Source records |

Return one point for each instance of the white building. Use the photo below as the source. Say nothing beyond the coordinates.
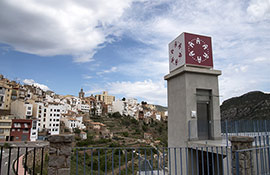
(74, 122)
(53, 115)
(39, 112)
(84, 108)
(21, 109)
(34, 130)
(99, 108)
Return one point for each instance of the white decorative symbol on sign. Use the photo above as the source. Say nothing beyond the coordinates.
(198, 50)
(176, 53)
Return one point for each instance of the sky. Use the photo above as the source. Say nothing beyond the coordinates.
(122, 45)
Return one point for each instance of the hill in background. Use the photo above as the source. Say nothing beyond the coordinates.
(253, 105)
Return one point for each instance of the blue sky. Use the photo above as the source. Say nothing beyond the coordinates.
(122, 45)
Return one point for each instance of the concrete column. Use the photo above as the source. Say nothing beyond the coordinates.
(59, 154)
(244, 158)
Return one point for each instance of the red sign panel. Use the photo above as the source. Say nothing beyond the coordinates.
(198, 50)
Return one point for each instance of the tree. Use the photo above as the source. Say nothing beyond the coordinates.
(77, 131)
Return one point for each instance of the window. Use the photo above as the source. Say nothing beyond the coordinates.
(4, 124)
(16, 125)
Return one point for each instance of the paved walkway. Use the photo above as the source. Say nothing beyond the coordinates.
(21, 168)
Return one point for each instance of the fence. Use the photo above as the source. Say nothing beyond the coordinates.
(151, 161)
(260, 129)
(253, 161)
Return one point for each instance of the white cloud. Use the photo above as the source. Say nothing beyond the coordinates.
(87, 76)
(113, 69)
(47, 28)
(259, 9)
(32, 82)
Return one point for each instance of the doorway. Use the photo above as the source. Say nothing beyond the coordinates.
(204, 114)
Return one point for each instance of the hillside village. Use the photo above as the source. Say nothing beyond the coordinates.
(29, 113)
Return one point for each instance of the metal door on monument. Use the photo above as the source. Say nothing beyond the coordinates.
(203, 120)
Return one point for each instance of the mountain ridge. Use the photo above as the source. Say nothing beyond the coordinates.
(254, 105)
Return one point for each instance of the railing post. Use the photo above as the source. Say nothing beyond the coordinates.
(239, 159)
(59, 154)
(226, 127)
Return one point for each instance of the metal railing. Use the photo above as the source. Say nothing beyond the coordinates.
(253, 161)
(204, 130)
(22, 160)
(151, 161)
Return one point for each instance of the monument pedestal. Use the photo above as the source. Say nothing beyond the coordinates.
(193, 105)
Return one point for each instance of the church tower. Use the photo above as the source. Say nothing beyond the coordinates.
(81, 93)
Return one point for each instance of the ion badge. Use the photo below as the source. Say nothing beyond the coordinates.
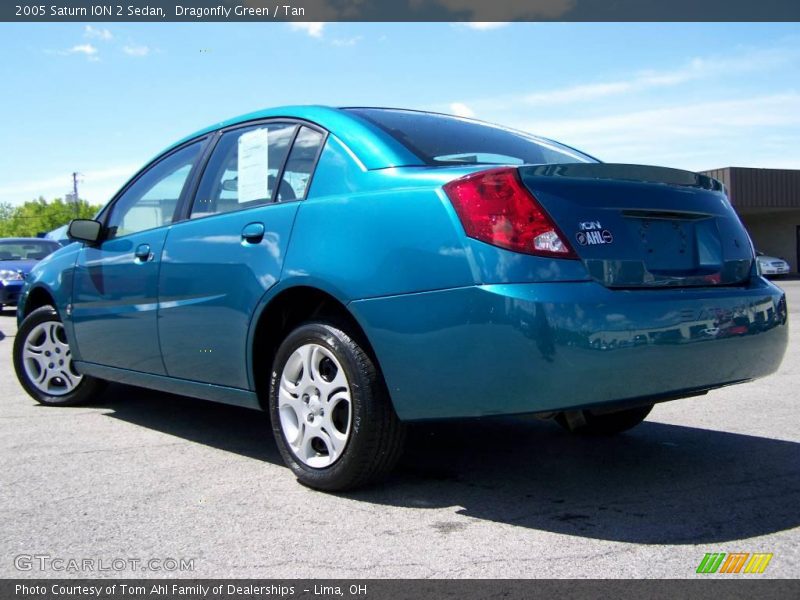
(593, 238)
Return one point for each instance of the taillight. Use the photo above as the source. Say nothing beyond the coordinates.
(495, 207)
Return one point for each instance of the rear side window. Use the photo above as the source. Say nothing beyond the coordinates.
(243, 169)
(300, 165)
(444, 140)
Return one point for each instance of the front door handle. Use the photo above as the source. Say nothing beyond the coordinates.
(142, 253)
(253, 233)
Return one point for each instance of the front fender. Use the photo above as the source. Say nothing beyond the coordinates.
(53, 275)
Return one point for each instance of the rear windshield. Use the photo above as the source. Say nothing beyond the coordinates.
(444, 140)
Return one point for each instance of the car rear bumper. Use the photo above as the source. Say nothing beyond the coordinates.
(506, 349)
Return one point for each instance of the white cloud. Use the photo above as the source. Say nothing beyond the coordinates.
(461, 110)
(694, 136)
(312, 29)
(132, 50)
(697, 69)
(96, 185)
(97, 33)
(485, 25)
(86, 49)
(346, 42)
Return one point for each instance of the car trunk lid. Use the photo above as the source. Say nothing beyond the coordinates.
(641, 226)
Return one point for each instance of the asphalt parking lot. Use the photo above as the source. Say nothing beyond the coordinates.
(144, 475)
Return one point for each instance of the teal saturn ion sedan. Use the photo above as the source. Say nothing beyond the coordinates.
(350, 270)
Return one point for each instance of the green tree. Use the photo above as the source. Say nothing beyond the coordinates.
(40, 216)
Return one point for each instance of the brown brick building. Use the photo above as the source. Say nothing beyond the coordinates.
(768, 202)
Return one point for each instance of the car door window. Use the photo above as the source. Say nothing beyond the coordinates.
(150, 202)
(243, 169)
(300, 165)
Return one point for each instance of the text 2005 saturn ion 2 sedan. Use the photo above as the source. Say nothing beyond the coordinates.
(349, 270)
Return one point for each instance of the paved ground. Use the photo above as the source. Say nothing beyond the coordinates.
(147, 475)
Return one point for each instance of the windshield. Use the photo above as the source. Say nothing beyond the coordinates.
(445, 140)
(26, 250)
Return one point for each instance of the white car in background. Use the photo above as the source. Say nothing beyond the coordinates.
(772, 265)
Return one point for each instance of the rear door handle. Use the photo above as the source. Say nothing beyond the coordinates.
(142, 253)
(253, 233)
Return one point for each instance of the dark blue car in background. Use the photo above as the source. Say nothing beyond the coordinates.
(17, 257)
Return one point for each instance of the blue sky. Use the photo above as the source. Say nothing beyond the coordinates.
(103, 99)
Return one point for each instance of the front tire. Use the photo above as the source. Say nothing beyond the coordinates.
(331, 415)
(587, 422)
(43, 362)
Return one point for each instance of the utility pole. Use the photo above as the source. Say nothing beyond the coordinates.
(75, 192)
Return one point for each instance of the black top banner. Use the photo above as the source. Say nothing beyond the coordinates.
(399, 10)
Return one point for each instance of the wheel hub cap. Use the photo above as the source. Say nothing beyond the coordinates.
(47, 360)
(314, 405)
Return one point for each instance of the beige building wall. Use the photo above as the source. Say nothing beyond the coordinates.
(775, 233)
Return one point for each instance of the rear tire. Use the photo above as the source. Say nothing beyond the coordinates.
(331, 414)
(586, 422)
(43, 362)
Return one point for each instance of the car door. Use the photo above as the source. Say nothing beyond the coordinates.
(229, 251)
(115, 287)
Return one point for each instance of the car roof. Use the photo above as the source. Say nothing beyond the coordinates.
(374, 148)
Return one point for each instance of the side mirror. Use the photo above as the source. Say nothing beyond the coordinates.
(84, 230)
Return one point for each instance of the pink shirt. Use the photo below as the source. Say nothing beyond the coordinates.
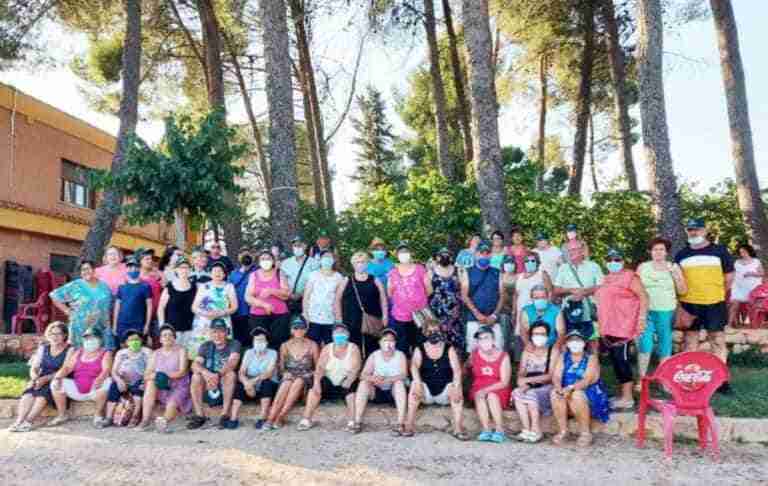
(618, 307)
(408, 293)
(278, 306)
(113, 277)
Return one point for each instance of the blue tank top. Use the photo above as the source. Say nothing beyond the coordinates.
(484, 289)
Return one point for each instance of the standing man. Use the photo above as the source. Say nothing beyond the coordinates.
(708, 271)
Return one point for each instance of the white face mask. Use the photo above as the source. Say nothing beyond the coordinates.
(575, 346)
(539, 340)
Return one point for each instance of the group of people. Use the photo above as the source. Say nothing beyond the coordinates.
(275, 330)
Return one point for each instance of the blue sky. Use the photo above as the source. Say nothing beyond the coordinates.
(695, 102)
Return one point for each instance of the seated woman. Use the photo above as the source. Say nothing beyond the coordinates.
(90, 367)
(48, 359)
(166, 381)
(298, 356)
(383, 381)
(257, 379)
(491, 371)
(534, 382)
(577, 389)
(436, 372)
(335, 376)
(128, 375)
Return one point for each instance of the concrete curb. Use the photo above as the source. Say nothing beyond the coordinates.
(740, 430)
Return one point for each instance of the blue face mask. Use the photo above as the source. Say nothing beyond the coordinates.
(614, 267)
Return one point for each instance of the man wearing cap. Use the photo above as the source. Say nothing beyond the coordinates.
(550, 256)
(297, 270)
(482, 291)
(213, 376)
(335, 378)
(708, 271)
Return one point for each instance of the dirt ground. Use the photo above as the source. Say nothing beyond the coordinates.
(76, 453)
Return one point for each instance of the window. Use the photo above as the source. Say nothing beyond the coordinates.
(74, 185)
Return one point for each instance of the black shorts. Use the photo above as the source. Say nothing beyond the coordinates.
(709, 317)
(266, 389)
(333, 392)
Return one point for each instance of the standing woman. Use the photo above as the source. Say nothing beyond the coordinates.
(267, 294)
(87, 302)
(407, 289)
(214, 300)
(444, 289)
(366, 291)
(320, 299)
(48, 359)
(663, 281)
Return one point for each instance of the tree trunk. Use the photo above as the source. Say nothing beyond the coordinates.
(653, 112)
(463, 108)
(103, 225)
(747, 185)
(485, 129)
(584, 102)
(284, 209)
(542, 142)
(233, 230)
(618, 79)
(444, 160)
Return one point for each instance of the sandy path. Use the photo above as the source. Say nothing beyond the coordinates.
(78, 454)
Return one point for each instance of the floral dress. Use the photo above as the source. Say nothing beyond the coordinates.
(91, 307)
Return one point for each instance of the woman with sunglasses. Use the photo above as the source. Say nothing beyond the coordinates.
(622, 312)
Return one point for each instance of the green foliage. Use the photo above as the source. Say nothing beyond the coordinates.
(191, 171)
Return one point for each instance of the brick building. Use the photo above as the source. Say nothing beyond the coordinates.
(45, 202)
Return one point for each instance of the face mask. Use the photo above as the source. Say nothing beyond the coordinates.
(539, 340)
(575, 346)
(91, 345)
(614, 267)
(340, 339)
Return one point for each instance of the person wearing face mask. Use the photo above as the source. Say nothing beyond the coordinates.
(444, 289)
(128, 375)
(383, 381)
(297, 270)
(709, 270)
(361, 298)
(239, 279)
(267, 294)
(381, 264)
(541, 310)
(90, 367)
(491, 371)
(534, 382)
(335, 377)
(320, 309)
(133, 303)
(482, 292)
(622, 314)
(436, 372)
(257, 379)
(578, 390)
(407, 289)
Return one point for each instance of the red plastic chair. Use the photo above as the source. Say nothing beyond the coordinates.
(39, 313)
(692, 378)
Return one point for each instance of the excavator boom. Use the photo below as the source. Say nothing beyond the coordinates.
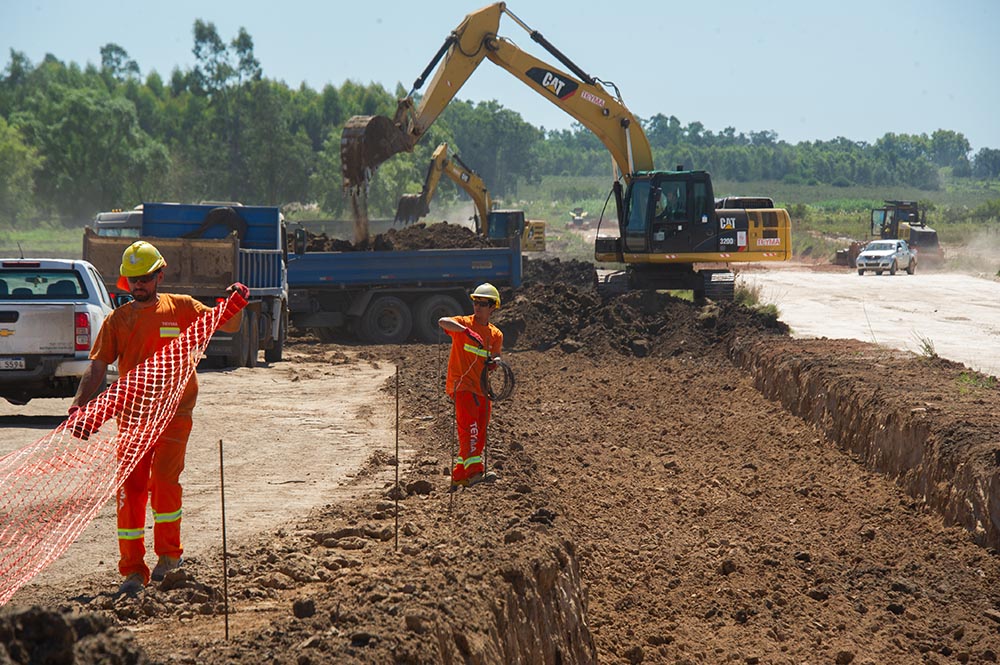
(367, 141)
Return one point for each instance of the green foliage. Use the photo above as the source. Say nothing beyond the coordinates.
(18, 165)
(77, 140)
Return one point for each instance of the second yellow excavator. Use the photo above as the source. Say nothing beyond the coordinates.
(495, 224)
(668, 222)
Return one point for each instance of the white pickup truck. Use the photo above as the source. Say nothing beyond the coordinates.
(50, 313)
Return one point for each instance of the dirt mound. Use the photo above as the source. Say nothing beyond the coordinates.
(38, 635)
(640, 323)
(441, 235)
(572, 272)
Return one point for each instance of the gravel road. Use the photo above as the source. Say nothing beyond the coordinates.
(958, 314)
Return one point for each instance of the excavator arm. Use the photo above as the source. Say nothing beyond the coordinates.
(367, 141)
(414, 206)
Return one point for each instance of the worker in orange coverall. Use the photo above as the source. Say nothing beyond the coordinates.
(475, 344)
(130, 335)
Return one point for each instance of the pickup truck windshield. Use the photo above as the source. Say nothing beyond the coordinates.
(37, 284)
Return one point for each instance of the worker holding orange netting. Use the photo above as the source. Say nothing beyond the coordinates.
(475, 348)
(131, 334)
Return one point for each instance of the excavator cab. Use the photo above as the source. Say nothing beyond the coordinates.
(672, 211)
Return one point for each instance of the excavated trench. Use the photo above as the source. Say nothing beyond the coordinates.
(871, 402)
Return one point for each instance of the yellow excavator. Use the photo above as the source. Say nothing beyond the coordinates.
(667, 221)
(497, 225)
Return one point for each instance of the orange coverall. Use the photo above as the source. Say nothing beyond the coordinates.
(130, 336)
(472, 407)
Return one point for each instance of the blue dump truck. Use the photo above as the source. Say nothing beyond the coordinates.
(207, 247)
(389, 297)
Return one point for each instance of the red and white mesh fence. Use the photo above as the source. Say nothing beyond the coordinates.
(52, 489)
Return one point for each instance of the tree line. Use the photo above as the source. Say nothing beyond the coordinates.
(76, 140)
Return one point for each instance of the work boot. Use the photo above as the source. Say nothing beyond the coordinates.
(164, 566)
(132, 585)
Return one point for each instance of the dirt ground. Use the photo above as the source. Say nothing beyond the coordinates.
(660, 500)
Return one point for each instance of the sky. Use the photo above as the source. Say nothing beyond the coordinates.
(803, 69)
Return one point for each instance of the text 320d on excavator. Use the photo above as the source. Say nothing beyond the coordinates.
(668, 221)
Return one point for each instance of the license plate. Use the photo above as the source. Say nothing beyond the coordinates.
(11, 363)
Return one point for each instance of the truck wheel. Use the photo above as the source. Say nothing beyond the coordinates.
(273, 355)
(387, 321)
(427, 313)
(250, 319)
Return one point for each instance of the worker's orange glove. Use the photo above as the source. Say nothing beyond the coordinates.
(474, 336)
(81, 428)
(239, 288)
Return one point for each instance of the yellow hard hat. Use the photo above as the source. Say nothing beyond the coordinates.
(140, 258)
(487, 290)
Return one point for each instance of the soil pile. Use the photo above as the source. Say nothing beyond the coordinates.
(441, 235)
(640, 323)
(38, 635)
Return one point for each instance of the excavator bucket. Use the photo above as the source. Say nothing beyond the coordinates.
(411, 208)
(366, 142)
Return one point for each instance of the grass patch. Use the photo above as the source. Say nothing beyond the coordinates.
(43, 241)
(925, 347)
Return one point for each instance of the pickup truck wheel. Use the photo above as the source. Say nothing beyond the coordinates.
(387, 321)
(273, 354)
(253, 338)
(427, 313)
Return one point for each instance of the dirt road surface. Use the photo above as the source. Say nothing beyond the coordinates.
(294, 436)
(678, 484)
(958, 315)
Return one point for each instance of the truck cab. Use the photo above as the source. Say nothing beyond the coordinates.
(50, 313)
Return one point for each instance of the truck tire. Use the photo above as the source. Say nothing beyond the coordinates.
(426, 315)
(386, 321)
(273, 354)
(252, 323)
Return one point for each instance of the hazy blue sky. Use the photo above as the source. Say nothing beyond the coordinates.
(807, 70)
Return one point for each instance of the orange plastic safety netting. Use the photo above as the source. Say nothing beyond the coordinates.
(52, 489)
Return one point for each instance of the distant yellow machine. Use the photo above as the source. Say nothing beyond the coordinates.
(494, 224)
(668, 221)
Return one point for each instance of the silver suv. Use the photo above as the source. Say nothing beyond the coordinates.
(883, 255)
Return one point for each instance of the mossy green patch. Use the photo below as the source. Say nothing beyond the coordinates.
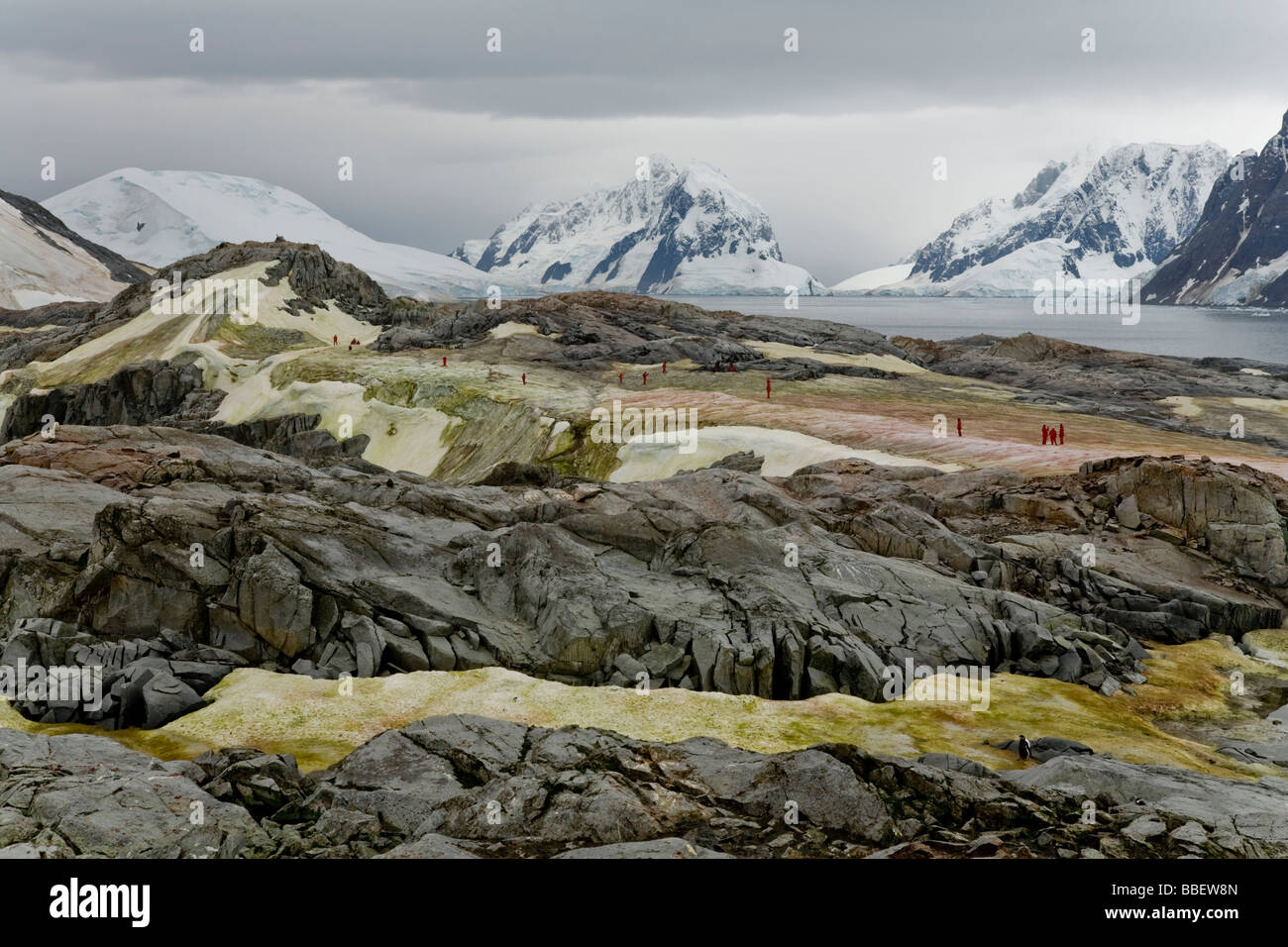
(320, 723)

Exercise | Write out exactly the lines from the one that contains "Return one point for each instance of the soil" through the last line of the data above, both included. Leave every picture out.

Written reply |
Return one point for each instance of the soil pile. Use the photo above as the source. Say nothing beyond the coordinates.
(441, 235)
(640, 323)
(38, 635)
Return one point for each instance of the excavator bucket. Use the photo above as the source. Say nothing beyond the coordinates.
(411, 208)
(366, 142)
Return one point for each instance of the grass patch. Use the photo above as the source. Say nothing beyond the coordinates.
(43, 241)
(925, 347)
Return one point for each instance of the pickup truck wheel. Use the photo above as the source. Say nothing beyond the coordinates.
(387, 321)
(273, 354)
(253, 338)
(427, 313)
Return one point for each instance of the dirt road surface. Use the photo above as the source. Say nothing beyond the coordinates.
(294, 436)
(678, 484)
(958, 315)
Return one point for each instance of the truck cab. Use the photo above as the source. Say nothing beyond the coordinates.
(50, 313)
Return one point for each instance of the truck tire. Use the photo above as the source. Say nothing beyond the coordinates.
(426, 315)
(386, 321)
(273, 354)
(252, 323)
Return one point for each instance of the hazy blue sky. Use the photo above as the source. Say nothing beyond the coordinates.
(807, 70)
Return one point for each instance of the orange plastic safety netting. Use the photo above as the source. Say nothing beyond the coordinates.
(52, 489)
Return one point for each instance of the distant yellow machine. Use the photo above as the source. Say nothing beyond the coordinates.
(494, 224)
(668, 221)
Return one point for each instance of the silver suv. Use the photo above as the source. Say nothing beyond the coordinates.
(883, 255)
Return one point for each instance of the mossy green patch. Use the photo below as the source. Say nothing beyond the coordinates.
(320, 723)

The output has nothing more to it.